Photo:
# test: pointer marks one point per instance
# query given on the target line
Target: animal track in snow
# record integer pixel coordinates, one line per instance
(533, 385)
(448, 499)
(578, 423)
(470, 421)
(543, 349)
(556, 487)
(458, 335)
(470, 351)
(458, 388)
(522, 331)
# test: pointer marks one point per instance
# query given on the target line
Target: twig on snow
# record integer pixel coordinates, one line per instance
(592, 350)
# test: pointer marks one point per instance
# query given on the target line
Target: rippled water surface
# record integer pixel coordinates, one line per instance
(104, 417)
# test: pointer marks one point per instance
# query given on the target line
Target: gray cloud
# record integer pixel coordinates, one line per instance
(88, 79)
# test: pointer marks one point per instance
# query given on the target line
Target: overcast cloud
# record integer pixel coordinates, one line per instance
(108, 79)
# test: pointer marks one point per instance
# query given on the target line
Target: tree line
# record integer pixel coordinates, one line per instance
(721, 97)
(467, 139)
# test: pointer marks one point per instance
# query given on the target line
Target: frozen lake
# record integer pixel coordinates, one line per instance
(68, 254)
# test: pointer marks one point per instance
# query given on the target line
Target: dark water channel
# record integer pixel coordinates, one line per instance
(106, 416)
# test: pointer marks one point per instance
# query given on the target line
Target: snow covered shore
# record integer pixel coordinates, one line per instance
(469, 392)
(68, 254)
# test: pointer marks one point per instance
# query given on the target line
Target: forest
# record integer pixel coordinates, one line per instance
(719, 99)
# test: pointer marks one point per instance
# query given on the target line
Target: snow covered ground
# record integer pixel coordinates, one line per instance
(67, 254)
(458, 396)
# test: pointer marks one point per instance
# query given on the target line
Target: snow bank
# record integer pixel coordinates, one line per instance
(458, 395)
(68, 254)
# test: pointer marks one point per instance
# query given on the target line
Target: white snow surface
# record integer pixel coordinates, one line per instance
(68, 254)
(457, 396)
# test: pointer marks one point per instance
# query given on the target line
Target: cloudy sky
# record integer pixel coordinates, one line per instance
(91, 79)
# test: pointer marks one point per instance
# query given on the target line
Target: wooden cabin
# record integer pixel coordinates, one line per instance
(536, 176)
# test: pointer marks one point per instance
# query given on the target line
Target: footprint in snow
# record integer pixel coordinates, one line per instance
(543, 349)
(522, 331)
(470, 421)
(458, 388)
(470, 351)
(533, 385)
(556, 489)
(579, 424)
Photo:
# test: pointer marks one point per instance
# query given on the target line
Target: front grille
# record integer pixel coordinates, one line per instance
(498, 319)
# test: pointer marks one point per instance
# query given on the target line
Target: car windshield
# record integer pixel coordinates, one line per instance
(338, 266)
^^^^^^^^^^^^^^^^
### Task goal
Word for word, transcribe all of the records.

### Result of the task
Photo:
# test: pointer marks one point per instance
# query given on the target line
Target: animal track in snow
# record integer pixel coordinates, one line per instance
(533, 385)
(448, 499)
(578, 423)
(470, 421)
(543, 349)
(556, 487)
(458, 335)
(470, 351)
(458, 388)
(522, 331)
# test: pointer marks one point per instance
# query given on the target line
Target: twig on snow
# record integer pixel coordinates, one line per instance
(592, 350)
# test: pointer marks one point per instance
# query given on the target line
Target: rippled water surface
# record integer pixel coordinates, one line per instance
(104, 417)
# test: pointer marks one point per instance
# query given on the target line
Target: gray cloud
# record integer pixel coordinates, one line per instance
(88, 79)
# test: pointer marks one point per instance
# query given on the target line
Target: overcast cloud
# record integer pixel coordinates, one line per instance
(108, 79)
# test: pointer marks one point per instance
# query given on the target line
Target: tree line
# record integer pixel coordinates, one line per instance
(721, 97)
(467, 139)
# test: pointer marks one point per instance
# query given on the target line
Target: frozen lake
# record integer pixel coordinates, one line per instance
(68, 254)
# test: pointer marks one point per instance
# query given on the target line
Target: dark water channel
# record integer pixel coordinates, one line per instance
(106, 416)
# test: pointer marks one point per instance
# query given on the target line
Target: snow covered shore
# record integer pixel coordinates, one line per instance
(469, 392)
(68, 254)
# test: pointer marks one point per instance
# query given on the target line
Target: forest
# record integer pixel coordinates, one line per instance
(719, 99)
# test: pointer marks one point per instance
# query given on the target line
Target: snow covered ground
# record integer pixel coordinates, one line per instance
(67, 254)
(458, 396)
# test: pointer marks one point per instance
# query given on the target line
Target: snow bank
# record integer pixel coordinates, one line per instance
(458, 395)
(68, 254)
# test: pointer marks one point per instance
# query given on the target line
Target: white snow surface
# record integer pixel coordinates, one line per instance
(68, 254)
(457, 396)
# test: pointer marks one point per instance
# query given on the target line
Target: cloudy sky
# record integer pixel coordinates, one line per instance
(91, 79)
# test: pointer marks one point per instance
# query given on the target line
Target: wooden cabin
# record integer pixel coordinates, one line per instance
(536, 176)
# test: pointer marks one point per instance
# query given on the target line
Target: footprint in snow
# record integer pixel coordinates, one line per instance
(543, 349)
(522, 331)
(470, 421)
(458, 388)
(470, 351)
(533, 385)
(556, 489)
(579, 424)
Photo:
# test: pointer marks one point per instance
# query given on the target line
Target: front grille
# record integer pixel coordinates, one line per instance
(498, 319)
# test: pointer marks one point per instance
# query given on the target line
Target: car windshield
# record integer pixel coordinates, one line per instance
(338, 266)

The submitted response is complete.